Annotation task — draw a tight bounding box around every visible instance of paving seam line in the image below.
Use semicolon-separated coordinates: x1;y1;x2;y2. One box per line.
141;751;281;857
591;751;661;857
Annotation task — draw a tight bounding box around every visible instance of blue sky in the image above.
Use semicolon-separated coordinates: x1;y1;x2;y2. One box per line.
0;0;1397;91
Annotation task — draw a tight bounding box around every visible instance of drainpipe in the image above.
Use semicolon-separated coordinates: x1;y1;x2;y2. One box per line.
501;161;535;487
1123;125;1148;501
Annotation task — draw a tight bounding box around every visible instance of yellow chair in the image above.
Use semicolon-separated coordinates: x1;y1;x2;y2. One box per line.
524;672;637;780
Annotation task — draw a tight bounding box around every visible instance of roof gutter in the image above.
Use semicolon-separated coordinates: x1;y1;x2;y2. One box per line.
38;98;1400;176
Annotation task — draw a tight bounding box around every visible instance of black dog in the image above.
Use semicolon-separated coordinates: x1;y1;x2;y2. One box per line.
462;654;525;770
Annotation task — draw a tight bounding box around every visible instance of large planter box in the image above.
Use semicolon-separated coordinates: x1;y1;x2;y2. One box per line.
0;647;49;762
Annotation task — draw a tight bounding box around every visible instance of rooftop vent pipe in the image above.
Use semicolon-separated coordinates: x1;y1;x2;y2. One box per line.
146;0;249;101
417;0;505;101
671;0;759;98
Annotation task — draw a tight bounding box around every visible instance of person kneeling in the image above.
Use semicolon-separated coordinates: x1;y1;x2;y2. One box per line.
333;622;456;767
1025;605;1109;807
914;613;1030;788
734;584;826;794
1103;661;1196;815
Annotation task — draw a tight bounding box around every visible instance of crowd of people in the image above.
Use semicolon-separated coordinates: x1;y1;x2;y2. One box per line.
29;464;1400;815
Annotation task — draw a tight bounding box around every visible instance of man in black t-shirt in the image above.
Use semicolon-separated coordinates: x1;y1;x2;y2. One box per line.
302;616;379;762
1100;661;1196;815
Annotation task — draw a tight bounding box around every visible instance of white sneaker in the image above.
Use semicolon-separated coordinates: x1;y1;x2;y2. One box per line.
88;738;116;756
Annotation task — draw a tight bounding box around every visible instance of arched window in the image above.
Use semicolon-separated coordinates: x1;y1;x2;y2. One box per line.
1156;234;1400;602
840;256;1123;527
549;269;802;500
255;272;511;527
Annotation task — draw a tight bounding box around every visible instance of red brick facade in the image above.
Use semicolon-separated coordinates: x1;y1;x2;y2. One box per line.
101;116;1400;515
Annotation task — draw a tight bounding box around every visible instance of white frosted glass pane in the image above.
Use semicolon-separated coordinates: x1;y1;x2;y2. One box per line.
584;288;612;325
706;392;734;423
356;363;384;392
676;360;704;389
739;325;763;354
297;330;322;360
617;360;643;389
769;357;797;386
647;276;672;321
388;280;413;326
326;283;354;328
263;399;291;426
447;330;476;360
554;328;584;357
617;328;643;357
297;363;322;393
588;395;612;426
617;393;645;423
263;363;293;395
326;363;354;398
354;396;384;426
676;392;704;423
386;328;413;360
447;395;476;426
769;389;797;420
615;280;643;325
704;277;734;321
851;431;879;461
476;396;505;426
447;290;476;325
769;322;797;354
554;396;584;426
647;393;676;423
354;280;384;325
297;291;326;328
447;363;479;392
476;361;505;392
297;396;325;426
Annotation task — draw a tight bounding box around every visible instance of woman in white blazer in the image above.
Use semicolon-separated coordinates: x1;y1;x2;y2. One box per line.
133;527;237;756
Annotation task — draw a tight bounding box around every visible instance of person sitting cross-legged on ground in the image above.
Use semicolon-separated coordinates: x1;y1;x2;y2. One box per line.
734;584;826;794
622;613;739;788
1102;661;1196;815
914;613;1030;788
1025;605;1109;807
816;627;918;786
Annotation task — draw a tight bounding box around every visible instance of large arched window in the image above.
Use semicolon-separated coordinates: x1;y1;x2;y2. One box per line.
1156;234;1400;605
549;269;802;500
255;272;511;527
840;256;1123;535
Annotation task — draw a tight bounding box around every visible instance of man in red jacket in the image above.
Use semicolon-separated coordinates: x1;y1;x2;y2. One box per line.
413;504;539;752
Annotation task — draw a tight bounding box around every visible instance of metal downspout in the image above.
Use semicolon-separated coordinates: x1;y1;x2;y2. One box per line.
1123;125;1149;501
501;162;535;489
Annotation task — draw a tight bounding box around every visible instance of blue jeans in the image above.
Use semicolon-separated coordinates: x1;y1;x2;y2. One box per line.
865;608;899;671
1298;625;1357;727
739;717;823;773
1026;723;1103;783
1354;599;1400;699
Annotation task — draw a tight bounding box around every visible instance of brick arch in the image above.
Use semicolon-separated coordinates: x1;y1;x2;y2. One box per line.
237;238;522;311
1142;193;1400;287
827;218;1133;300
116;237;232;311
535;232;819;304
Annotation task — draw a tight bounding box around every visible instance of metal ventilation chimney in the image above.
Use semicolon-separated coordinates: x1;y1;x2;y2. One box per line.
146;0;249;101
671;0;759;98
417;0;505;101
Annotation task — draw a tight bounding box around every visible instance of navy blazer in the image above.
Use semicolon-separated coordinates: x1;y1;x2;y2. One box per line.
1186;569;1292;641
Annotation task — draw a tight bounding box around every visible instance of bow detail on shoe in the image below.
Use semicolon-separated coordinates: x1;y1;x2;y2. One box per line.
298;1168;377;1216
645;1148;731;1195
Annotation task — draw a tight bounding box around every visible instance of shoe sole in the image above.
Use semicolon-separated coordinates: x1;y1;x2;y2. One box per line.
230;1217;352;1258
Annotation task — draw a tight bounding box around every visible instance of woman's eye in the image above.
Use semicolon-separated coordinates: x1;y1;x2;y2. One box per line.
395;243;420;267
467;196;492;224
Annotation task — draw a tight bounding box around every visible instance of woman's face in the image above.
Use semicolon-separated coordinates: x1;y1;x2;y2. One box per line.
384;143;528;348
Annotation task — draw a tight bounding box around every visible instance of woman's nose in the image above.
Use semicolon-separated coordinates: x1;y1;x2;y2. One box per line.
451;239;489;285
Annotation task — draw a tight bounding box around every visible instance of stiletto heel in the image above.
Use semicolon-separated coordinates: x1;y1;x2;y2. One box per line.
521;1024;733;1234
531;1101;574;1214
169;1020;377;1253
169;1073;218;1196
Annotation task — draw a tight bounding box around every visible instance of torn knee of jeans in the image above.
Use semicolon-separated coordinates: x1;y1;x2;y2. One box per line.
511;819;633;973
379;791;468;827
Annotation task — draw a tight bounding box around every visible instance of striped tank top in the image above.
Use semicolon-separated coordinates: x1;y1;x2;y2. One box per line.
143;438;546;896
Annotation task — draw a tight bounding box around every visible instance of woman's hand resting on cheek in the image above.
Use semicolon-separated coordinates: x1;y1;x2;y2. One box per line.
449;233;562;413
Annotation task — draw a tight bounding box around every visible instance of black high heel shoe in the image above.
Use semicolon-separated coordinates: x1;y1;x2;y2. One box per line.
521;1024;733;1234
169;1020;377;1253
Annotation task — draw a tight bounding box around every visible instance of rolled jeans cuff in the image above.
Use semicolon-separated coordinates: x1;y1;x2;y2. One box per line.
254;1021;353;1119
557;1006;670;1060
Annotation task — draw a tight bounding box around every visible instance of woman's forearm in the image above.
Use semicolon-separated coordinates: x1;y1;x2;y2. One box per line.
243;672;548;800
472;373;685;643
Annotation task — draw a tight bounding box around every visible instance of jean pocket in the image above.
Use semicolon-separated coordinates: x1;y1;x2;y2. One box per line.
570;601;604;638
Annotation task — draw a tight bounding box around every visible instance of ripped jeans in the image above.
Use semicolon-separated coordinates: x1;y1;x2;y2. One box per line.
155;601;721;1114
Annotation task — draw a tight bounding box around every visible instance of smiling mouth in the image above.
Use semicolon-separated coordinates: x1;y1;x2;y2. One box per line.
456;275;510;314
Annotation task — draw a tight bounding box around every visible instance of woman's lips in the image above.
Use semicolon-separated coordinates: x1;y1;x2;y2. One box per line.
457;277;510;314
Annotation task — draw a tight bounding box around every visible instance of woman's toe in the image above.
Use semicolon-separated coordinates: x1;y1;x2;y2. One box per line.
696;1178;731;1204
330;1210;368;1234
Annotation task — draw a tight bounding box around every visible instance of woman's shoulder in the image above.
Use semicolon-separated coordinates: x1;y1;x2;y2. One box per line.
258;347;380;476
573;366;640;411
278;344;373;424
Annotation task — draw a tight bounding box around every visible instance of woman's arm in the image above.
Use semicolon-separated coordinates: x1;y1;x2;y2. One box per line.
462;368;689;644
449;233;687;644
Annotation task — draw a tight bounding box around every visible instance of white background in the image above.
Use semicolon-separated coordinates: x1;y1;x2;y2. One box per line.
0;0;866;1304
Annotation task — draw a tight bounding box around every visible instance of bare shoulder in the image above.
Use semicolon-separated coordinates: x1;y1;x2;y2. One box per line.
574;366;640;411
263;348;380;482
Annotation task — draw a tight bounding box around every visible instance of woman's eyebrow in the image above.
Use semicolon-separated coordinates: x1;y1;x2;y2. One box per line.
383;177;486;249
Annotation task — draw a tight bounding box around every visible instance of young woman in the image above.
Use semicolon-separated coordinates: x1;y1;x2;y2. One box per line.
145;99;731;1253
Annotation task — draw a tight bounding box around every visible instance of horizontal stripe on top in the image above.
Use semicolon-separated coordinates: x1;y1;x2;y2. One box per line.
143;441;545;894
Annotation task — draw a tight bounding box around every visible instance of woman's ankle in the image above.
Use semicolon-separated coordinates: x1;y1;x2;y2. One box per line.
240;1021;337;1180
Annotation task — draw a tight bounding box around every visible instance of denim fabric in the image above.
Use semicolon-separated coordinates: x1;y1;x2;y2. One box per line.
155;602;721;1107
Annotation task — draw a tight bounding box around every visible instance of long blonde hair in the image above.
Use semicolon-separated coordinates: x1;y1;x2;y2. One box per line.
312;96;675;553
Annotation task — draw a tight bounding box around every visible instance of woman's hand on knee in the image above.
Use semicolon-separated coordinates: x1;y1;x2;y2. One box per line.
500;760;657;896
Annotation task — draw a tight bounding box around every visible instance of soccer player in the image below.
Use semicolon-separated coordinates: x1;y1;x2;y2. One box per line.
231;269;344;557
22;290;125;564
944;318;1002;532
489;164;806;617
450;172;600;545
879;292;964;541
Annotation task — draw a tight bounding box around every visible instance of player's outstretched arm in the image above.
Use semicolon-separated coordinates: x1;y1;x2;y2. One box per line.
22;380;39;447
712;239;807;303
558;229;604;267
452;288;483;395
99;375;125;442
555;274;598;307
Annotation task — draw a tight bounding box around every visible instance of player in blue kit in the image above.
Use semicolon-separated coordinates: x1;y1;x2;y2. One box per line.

────────────────────────────────────────

§ EXERCISE GOAL: Copy out the records word for word, starting at the line containing "eye in the image above." and ending at the line containing "169;1073;218;1196", with both of those lines included.

§ OUTPUT FOR THIS EXERCISE:
Annotation task — draw a tight bounding box around every visible instance of woman's eye in the image above.
Use semicolon-separated coordinates: x1;y1;x2;y2. One box per line.
395;243;420;267
467;196;492;224
Annotation task — draw a tight bounding box around every visible instance of woman's face in the image above.
Use semicolon-separated coordinates: x1;y1;x2;y2. One box per line.
384;143;528;348
Annotation task — draw a tight bounding box around every visible instance of woman's nose in the image above.
Use semicolon-separated coordinates: x1;y1;x2;y2. One box per line.
451;239;489;285
Annotation task — draw a tight bounding box around every visible instance of stiletto heel in the image above.
Use semicolon-separated coordinates: x1;y1;x2;y2. One box per line.
521;1024;733;1234
531;1101;574;1214
169;1020;377;1253
169;1073;218;1196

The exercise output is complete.